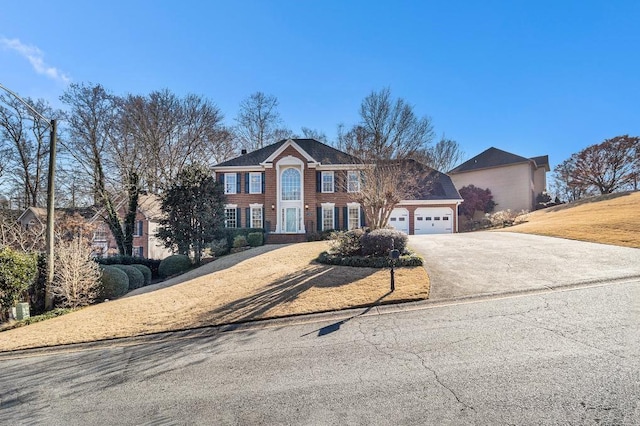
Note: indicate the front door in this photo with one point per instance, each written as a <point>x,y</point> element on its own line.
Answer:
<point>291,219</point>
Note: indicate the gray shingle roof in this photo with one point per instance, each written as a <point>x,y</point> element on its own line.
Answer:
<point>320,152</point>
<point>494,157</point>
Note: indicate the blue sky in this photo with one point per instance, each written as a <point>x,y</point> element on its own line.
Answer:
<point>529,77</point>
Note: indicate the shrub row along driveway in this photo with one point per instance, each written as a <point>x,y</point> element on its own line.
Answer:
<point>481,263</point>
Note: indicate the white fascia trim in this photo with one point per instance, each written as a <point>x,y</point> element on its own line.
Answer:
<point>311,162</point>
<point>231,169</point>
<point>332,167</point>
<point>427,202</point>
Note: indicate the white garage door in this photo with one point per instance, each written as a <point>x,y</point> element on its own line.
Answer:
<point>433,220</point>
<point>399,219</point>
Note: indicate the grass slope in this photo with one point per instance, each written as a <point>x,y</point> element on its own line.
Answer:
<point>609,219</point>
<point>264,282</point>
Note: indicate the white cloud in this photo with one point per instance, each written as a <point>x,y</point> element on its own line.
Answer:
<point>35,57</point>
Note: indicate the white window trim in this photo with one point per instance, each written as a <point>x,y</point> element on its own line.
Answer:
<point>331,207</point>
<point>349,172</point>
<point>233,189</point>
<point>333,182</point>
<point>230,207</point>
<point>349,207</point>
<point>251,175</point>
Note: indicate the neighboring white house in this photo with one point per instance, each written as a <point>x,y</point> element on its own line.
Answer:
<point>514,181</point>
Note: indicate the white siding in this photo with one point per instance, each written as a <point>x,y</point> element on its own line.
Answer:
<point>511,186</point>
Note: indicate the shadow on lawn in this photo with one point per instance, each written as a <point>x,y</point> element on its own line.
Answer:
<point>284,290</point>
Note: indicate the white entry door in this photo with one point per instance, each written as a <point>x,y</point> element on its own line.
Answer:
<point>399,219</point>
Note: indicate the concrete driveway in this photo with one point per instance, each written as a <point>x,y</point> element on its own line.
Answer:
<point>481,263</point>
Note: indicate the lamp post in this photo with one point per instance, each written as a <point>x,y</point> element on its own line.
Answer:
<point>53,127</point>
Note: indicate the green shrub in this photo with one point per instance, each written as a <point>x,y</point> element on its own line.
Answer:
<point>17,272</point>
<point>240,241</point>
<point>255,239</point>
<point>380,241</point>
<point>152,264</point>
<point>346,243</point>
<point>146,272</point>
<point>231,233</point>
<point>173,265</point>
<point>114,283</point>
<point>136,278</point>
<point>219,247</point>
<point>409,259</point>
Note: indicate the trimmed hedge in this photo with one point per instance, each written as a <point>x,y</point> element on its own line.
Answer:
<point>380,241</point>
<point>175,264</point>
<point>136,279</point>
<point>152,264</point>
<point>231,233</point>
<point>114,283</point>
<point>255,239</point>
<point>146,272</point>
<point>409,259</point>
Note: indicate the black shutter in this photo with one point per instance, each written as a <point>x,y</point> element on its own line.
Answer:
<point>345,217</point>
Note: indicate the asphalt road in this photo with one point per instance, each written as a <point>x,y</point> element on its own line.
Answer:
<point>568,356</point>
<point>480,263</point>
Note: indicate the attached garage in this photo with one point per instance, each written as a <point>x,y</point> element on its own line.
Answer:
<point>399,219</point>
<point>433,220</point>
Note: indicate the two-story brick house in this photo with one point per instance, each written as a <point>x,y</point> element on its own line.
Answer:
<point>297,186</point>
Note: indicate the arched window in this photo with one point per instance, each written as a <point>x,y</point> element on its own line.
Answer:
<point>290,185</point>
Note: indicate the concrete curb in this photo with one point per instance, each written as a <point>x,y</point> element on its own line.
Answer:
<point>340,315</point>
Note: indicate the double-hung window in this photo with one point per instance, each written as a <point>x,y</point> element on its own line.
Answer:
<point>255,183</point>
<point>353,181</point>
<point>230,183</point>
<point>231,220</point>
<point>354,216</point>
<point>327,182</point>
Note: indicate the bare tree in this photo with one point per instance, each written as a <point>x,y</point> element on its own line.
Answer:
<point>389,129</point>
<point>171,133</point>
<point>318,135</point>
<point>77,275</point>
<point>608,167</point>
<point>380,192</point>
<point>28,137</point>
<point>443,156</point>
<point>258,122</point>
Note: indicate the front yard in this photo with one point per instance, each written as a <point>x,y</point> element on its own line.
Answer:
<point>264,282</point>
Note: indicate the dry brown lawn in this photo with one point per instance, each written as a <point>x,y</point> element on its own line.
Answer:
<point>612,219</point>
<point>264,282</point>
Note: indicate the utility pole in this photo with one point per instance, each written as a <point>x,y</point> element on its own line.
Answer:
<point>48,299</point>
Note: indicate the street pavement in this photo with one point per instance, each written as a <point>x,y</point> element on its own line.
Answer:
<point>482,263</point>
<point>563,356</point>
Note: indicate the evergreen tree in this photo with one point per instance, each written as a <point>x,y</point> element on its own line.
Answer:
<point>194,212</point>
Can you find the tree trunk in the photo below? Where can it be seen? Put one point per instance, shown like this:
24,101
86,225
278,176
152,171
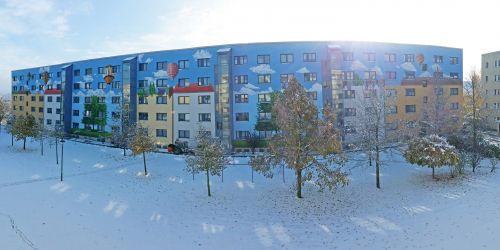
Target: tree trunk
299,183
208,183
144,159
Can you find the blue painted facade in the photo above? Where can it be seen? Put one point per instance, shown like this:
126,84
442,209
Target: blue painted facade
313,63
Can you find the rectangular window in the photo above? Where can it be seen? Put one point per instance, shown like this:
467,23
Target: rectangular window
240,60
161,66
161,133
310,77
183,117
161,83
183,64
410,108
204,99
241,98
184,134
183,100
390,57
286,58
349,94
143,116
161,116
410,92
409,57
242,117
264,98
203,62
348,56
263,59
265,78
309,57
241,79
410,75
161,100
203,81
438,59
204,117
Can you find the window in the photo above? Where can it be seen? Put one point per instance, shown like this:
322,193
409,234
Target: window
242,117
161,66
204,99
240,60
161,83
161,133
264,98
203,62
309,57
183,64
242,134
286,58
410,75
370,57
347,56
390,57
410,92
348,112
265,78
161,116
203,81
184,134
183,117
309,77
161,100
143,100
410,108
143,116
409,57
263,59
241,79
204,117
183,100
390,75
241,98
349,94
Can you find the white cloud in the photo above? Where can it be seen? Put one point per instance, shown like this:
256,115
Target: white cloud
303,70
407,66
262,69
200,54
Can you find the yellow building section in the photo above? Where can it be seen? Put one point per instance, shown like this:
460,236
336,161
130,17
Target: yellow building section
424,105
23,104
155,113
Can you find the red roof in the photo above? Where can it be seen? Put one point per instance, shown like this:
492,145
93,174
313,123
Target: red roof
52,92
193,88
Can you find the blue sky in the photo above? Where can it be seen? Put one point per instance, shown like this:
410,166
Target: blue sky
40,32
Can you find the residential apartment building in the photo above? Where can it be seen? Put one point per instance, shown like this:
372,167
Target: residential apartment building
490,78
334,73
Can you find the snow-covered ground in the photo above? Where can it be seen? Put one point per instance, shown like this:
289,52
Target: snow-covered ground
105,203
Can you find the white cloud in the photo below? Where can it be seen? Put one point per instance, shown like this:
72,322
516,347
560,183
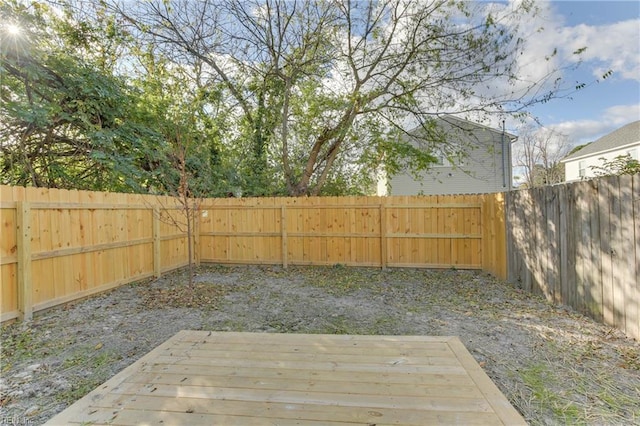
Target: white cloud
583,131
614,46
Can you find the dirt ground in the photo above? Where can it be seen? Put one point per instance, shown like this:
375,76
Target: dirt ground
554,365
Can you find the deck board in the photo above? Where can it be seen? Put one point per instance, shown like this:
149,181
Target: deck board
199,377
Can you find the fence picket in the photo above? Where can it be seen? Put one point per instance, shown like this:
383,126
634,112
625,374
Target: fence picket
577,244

-*-*-

Reproduce the material above in full, exactly, with no images.

**Response to the exercise:**
Note: indicate the front door in this photo with one point per instance, each written as a <point>x,y</point> element on its own line.
Answer:
<point>291,219</point>
Note: indicate the gray shingle roof in this photo with one point per instance, each written as a <point>x,y</point> element on its own line.
Answer:
<point>320,152</point>
<point>494,157</point>
Note: indicate the blue sky in this photo with one point per instance, each written as a <point>x,y</point> element on its own line.
Answer:
<point>529,77</point>
Note: indicate the shrub row along driveway in this photo with one point per instance, each written as a <point>x,y</point> element on its own line.
Answer:
<point>481,263</point>
Note: indicate the white fascia trim in this photo with one point per instance, each written as a <point>x,y</point> element on its own line.
Answer:
<point>311,162</point>
<point>231,169</point>
<point>332,167</point>
<point>427,202</point>
Note: indicate the white garage door in this photo with one point per instance, each written as a <point>x,y</point> element on its own line.
Answer:
<point>433,220</point>
<point>399,219</point>
Note: indicate the grass slope in this photo with one point per instance, each written as a <point>x,y</point> element on its own line.
Answer:
<point>609,219</point>
<point>264,282</point>
Note: indicate the white cloud in this photo with one point per instance, each written as a <point>x,y</point> element on its own line.
Answer:
<point>35,57</point>
Note: indicate the white window trim in this photo with one point per instance, each written as a <point>x,y</point> element on its own line.
Answer:
<point>331,207</point>
<point>349,172</point>
<point>233,189</point>
<point>333,182</point>
<point>230,207</point>
<point>349,207</point>
<point>251,175</point>
Note: indicate the neighboring white house in this photo with one point per instance, each written as a <point>x,y</point> element on its own line.
Answer:
<point>514,181</point>
Note: indicate the white siding in this photo with one point per instance, each written as a <point>x,y</point> element on its own line.
Answer:
<point>511,186</point>
Note: indicate the shadow on lawn in this photo with one point per instance, each written as a <point>x,y</point> element on its own line.
Answer:
<point>284,290</point>
Note: indicate the white entry door in this photo with one point per instance, each written as a <point>x,y</point> element on its own line.
Answer:
<point>399,219</point>
Note: indicate the concrete driveway in this photo with one point per instance, each written as a <point>x,y</point> element on its own line.
Answer:
<point>481,263</point>
Note: indicate the lamp post in this photo with one point per instance, each written as a <point>x,y</point> element on its own line.
Answer:
<point>53,127</point>
Note: indicate the green shrub in this photo with one point per instance, each written as a <point>x,y</point> element on its own line.
Answer:
<point>17,272</point>
<point>240,241</point>
<point>255,239</point>
<point>380,241</point>
<point>152,264</point>
<point>346,243</point>
<point>146,272</point>
<point>231,233</point>
<point>173,265</point>
<point>114,283</point>
<point>136,278</point>
<point>219,247</point>
<point>409,259</point>
Note: indicate the trimmed hedge in this photo with one point per instance, each written as a <point>x,y</point> element on its own line.
Answer:
<point>380,241</point>
<point>175,264</point>
<point>136,279</point>
<point>152,264</point>
<point>231,233</point>
<point>114,283</point>
<point>255,239</point>
<point>146,272</point>
<point>409,259</point>
Note: indicate the black shutter in this photo with one point per instance, each written as a <point>x,y</point> element on its own line.
Answer:
<point>345,217</point>
Note: indicate the asphalt road in this photo with one point per instance, each written as a <point>x,y</point> element on its own line.
Answer:
<point>568,356</point>
<point>480,263</point>
Note: indicate the attached garage in this photo with one point per instance, each written as a <point>x,y</point> element on its own line.
Answer:
<point>399,219</point>
<point>433,220</point>
Note: indicate the two-story brick house in this photo with one point per instance, each written as a <point>x,y</point> element on its own line.
Answer:
<point>297,186</point>
Note: indicate the arched window in this photo with one point per instance, each written as a <point>x,y</point> element on its own line.
Answer:
<point>290,185</point>
Note: indicate the concrete curb in this photo with one point per instance, each written as a <point>x,y</point> element on its own line.
Answer:
<point>340,315</point>
Note: indicate the double-hung window in this photo with one point per instance, each written as a <point>x,y</point> element on its own line.
Answer:
<point>255,183</point>
<point>353,181</point>
<point>230,183</point>
<point>231,220</point>
<point>354,216</point>
<point>327,182</point>
Note: indicate the bare tree in this photo with one point per instance, each written as a <point>x,y</point> element on its own line.
Answer:
<point>389,129</point>
<point>171,133</point>
<point>318,135</point>
<point>77,275</point>
<point>608,167</point>
<point>380,192</point>
<point>28,137</point>
<point>443,156</point>
<point>258,122</point>
Note: indicate the front yard in this photo with one point per instance, each written as a <point>x,y</point> element on its own line.
Answer:
<point>264,282</point>
Note: indicate the dry brown lawn in this photo with one point per instance, each written as a <point>x,y</point> element on its own line.
Answer:
<point>612,219</point>
<point>264,282</point>
Note: indicate the utility pole in this photo with one point per instance, each written as a <point>x,y</point> element on its own line.
Answer:
<point>48,299</point>
Note: indicate the street pavement in this photo with one point per instance, each written as a <point>x,y</point> element on its own line.
Answer:
<point>482,263</point>
<point>563,356</point>
Note: indicate the evergreen tree in this photo with one point per instance, each written as a <point>x,y</point> element on its own line.
Answer:
<point>194,212</point>
Can you find the tree trunk in the photo below? Where can it be seen? Put one point per instance, shown like this:
24,101
86,225
278,176
152,171
Target: tree trunk
299,183
208,183
144,159
Can you find the blue painted facade in the photo above? Where can it be seen? Put one point per instance, shown like this:
126,84
442,209
Target: blue painted facade
313,63
Can you find the rectangular window in the photo above? Where can it be seen? Put one point per instance, shown like this:
467,23
Target: rectangular window
240,60
161,66
161,133
310,77
183,117
161,83
183,64
410,108
204,99
241,98
184,134
183,100
390,57
286,58
349,94
143,116
161,116
410,92
409,57
242,117
264,98
203,62
348,56
263,59
265,78
309,57
241,79
410,75
161,100
203,81
438,59
204,117
Can you find the window in the photo above? Where can it be seen? Put one point per instance, shown like this:
322,193
409,234
Target: window
242,117
161,66
204,99
240,60
161,83
161,133
264,98
203,62
309,57
183,64
242,134
286,58
410,75
370,57
347,56
390,57
410,92
348,112
265,78
161,116
203,81
184,134
183,117
309,77
161,100
143,100
410,108
143,116
409,57
263,59
241,79
204,117
183,100
390,75
241,98
349,94
Can you find the white cloud in the photo above? Where can it be seen? Put one point per instance, shown like this:
256,115
Target: white cloud
303,70
407,66
262,69
200,54
Can you find the yellow building section in the photo above? Where can it be seen? Put one point per instance, shown like this:
460,236
336,161
130,17
Target: yellow building section
424,105
23,104
155,113
Can you find the red roof in the photo above? Where can it be seen? Put one point per instance, shown like this:
492,145
93,174
313,123
Target: red roof
52,92
193,88
Can you find the blue sky in the photo above? Where can it be seen? Put one point per instance, shown like this:
410,166
Target: blue sky
40,32
Can you find the residential apartment building in the photo above? Where can it be seen? Put one point per instance, shown like this:
372,167
Target: residential apartment building
490,78
334,73
Can you find the snow-covered ground in the photo above? Where can it be seen? Put one point per instance, shown like this:
289,52
Target: snow-covered ground
105,203
Can you find the white cloud in the photo below? Where can it be seen? Put one point per instance, shown like this:
72,322
516,347
560,183
Target: white cloud
583,131
614,46
Can you find the dirt ground in the photo above? Where can it be seen? Put one point per instance, shown like this:
375,76
Target: dirt ground
554,365
Can you find the deck board in the photo above? Where can it be seen? Put one point per instance, shown like this:
149,181
Target: deck board
199,377
Can you find the fence picket in the photo above? Where can it be seen? Put one point per instance, shown like this:
383,126
634,112
625,374
Target: fence picket
577,244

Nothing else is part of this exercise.